■ Work item:
In the data below, find every line that has the string "white", and copy it.

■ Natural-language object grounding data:

......

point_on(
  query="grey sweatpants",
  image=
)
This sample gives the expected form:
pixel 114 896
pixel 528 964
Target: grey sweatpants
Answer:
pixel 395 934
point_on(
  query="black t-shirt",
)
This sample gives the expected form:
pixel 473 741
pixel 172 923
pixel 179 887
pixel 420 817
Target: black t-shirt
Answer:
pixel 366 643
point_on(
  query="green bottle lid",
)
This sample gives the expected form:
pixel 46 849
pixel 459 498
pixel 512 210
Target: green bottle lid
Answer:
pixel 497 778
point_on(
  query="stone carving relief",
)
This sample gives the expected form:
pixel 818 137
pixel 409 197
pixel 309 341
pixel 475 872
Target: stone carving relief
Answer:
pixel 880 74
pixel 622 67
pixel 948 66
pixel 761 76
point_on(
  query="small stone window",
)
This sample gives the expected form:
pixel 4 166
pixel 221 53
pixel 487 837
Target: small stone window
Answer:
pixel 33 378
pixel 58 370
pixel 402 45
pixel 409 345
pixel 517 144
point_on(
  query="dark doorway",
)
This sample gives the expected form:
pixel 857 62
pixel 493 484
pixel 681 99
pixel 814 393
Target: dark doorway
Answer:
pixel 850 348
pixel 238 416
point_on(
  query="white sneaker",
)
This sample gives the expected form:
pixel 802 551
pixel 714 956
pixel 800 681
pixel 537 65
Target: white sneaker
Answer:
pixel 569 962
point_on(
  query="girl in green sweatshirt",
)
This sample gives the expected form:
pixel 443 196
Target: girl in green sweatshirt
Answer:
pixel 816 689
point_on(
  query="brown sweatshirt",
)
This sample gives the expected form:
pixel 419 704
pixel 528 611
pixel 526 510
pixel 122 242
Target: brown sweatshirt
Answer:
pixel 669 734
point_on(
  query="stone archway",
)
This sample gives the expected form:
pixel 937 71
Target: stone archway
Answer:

......

■ Written solution:
  query="white sneaker",
Target: white sneaker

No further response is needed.